==== Source text ====
PostAuthor: izzix » February 14, 2009, 10:09 pm

Increase in AIDS Cases in Thailand Prompts Action by Civic Groups
By Ron Corben
Bangkok
14 February 2009

VOA

Scene in a Thailand red light district (file photo)


Thailand's Health Ministry has warned the country faces up to 12,000 people becoming infected with the AIDS virus in 2009, with the most vulnerable being women and homosexual men. Concern comes as a Thai civic group looks to raise awareness among police officers as the group works with male sex workers.

On the streets of Bangkok's red light and entertainment district of Patpong efforts to raise awareness among sex workers are on-going.

Surang Janyam, is director of a civic group, SWING, which works with male sex workers in Bangkok and at the seaside beach resort township of Pattaya. SWING, in its prevention measures, distributes condoms to male sex workers. But Surang says often the sex workers face police harassment. "Many times we saw that sex workers have a problem when they have a condom - that's because that means they are a sex worker and in Thailand the sex worker is illegal and then the sex worker will get arrested from the police," the civic group director said.
====
Tasks to perform
(A) Answer these questions from the article on AIDS in Thailand, one answer per line:
(i) According to the Health Ministry, how many people could become infected with the AIDS virus in 2009?
(ii) Where does SWING work with male sex workers?
(iii) What does SWING hand out to male sex workers as a prevention measure?
(B) List every place name that appears in the article on AIDS in Thailand.
(C) Quote the article on AIDS in Thailand from "Increase in AIDS" up to and including "with male sex workers.".
The records have no connection to the article on AIDS in Thailand.
==== Dataset ====
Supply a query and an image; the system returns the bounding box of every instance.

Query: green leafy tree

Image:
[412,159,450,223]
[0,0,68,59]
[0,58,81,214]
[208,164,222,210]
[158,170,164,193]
====
Answers for each item
(A)
(i) Up to 12,000 people.
(ii) In Bangkok and in the seaside beach resort township of Pattaya.
(iii) Condoms.

(B)
Thailand
Bangkok
Patpong
Pattaya

(C)
Increase in AIDS Cases in Thailand Prompts Action by Civic Groups
By Ron Corben
Bangkok
14 February 2009

VOA

Scene in a Thailand red light district (file photo)


Thailand's Health Ministry has warned the country faces up to 12,000 people becoming infected with the AIDS virus in 2009, with the most vulnerable being women and homosexual men. Concern comes as a Thai civic group looks to raise awareness among police officers as the group works with male sex workers.